TUGAS YANG DIBERIKAN A:
Masukkan semua baris pelabelan wilayah ke dalam CSV dua kolom bernama tugas dan jawaban, dengan satu baris CSV untuk setiap baris data. Isi kolom tugas dengan teks baris itu dan kolom jawaban dengan jawabannya, masing-masing sebagai satu kolom bertanda kutip dengan setiap jeda baris diganti spasi.

TEKS BACAAN:
◆ ◆ ◆ ◆ ◆ ◆ ◆
Saya ingin menggarisbawahi bahwa dalam hal kosa kata, Nur Jehan memiliki kekayaan yang luar biasa. Diksi atau pilihan katanya terasa unik. Kekuatan Nur Jehan justru terlihat ketika dia membebaskan kata-kata keluar begitu saja dari hatinya. Berikut ini saya kutip dua puisi Nur Jehan yang menurut saya sangat bagus.
Malam Pertama
cacing tanah, kalajengking, semut menggelitik tubuhku
ular, lipan, kaki seribu, menggodaku manja
aku diam saja
aku sedang tak ingin bercanda
gelap ini membuatku takut
dingin sekali, aku butuh selimut
aku bingung, aku kalut
kulihat diriku
bersenggama dengan maut
Tapaktuan, Aceh Selatan, 14 Maret 2009
Eureka Metamorfosa
Eureka
Eureka
malam, sebuah perbincangan panjang
pelan, tentang hidup dan kehidupan
minumlah minumlah kopi di gelas keempat mu
kau tak pernah mau
hingga aku memaksamu
ayolah ayolah minumlah
tidurmu
lelapmu
mendekatlah
hingga tercium bau tubuhmu
melekatlah
enyah sekat udara pemisah
aku ingin melihatmu
benar-benar melihatmu
telanjang
bukalah
hingga tidak ada selembar kainpun menutupimu
aku ingin menikmati tubuhmu
sendiri
disini
usai sudah malam
tubuh-tubuh telanjang bergerak searak
jiwa-jiwa kosong tak berdimensi
membentuk peradaban dunia
dalam sejarah adam hawa, hingga surga enggan bersamanya
dalam percintaan terlarang cleopatra caesar julius, memerahkan warna sungai nil
ah manusia
luka
derita
terlukis dalam fatwa-fatwa pujanga
pencatat cerita duka
lukaku
kututup rapat luka itu
tak sempat
kau melihatnya
ayolah ayolah bukalah
tertawalah
lepaslah
kau masih ingin bersenggama sayang
rahimku
kenapa rahimmu
serasa ada yang mau keluar
keluarkan saja
mauku
kutahan saja dulu
kau ingin berlama-lama rupanya
biarlah biarlah
ruang lembab dan sembab itu membungkusnya lebih lama lagi
berputar
melingkar
disini
sekali lagi
peradaban manusia menemui bentuknya
tidakkah kau rasakan persetubuhan kemarin ... ada air yang membanjir di sungaimu ... membawa berjuta matrial, penuh mineral
persetubuhan itu, bau keringat tubuhmu masih melekat..saat kita teriakkan
Eureka
Eureka
tidakkah kau sadar ...
metamorfase yang kau lalui ...
◆ ◆ ◆ ◆ ◆ ◆ ◆
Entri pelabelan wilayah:
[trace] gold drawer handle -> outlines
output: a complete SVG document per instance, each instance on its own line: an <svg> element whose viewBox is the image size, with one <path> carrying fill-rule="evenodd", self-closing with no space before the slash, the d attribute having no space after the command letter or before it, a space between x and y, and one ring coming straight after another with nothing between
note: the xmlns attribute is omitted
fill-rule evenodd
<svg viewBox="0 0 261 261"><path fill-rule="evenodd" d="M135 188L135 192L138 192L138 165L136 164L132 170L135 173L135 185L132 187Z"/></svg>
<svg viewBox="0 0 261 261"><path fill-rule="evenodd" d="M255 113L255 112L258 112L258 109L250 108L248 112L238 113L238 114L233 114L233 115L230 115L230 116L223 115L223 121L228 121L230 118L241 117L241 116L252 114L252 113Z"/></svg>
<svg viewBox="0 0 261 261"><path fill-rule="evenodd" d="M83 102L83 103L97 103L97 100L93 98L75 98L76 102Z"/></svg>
◆ ◆ ◆ ◆ ◆ ◆ ◆
TUGAS YANG DIBERIKAN B:
Salin dengan persis bagian kutipan tentang puisi Nur Jehan di antara "Saya ingin menggarisbawahi" dan "saya sangat bagus.", termasuk kedua bagian itu.

HASIL LATIHAN A:
tugas,jawaban
"[trace] gold drawer handle -> outlines output: a complete SVG document per instance, each instance on its own line: an <svg> element whose viewBox is the image size, with one <path> carrying fill-rule=""evenodd"", self-closing with no space before the slash, the d attribute having no space after the command letter or before it, a space between x and y, and one ring coming straight after another with nothing between note: the xmlns attribute is omitted fill-rule evenodd","<svg viewBox=""0 0 261 261""><path fill-rule=""evenodd"" d=""M135 188L135 192L138 192L138 165L136 164L132 170L135 173L135 185L132 187Z""/></svg> <svg viewBox=""0 0 261 261""><path fill-rule=""evenodd"" d=""M255 113L255 112L258 112L258 109L250 108L248 112L238 113L238 114L233 114L233 115L230 115L230 116L223 115L223 121L228 121L230 118L241 117L241 116L252 114L252 113Z""/></svg> <svg viewBox=""0 0 261 261""><path fill-rule=""evenodd"" d=""M83 102L83 103L97 103L97 100L93 98L75 98L76 102Z""/></svg>"

HASIL LATIHAN B:
Saya ingin menggarisbawahi bahwa dalam hal kosa kata, Nur Jehan memiliki kekayaan yang luar biasa. Diksi atau pilihan katanya terasa unik. Kekuatan Nur Jehan justru terlihat ketika dia membebaskan kata-kata keluar begitu saja dari hatinya. Berikut ini saya kutip dua puisi Nur Jehan yang menurut saya sangat bagus.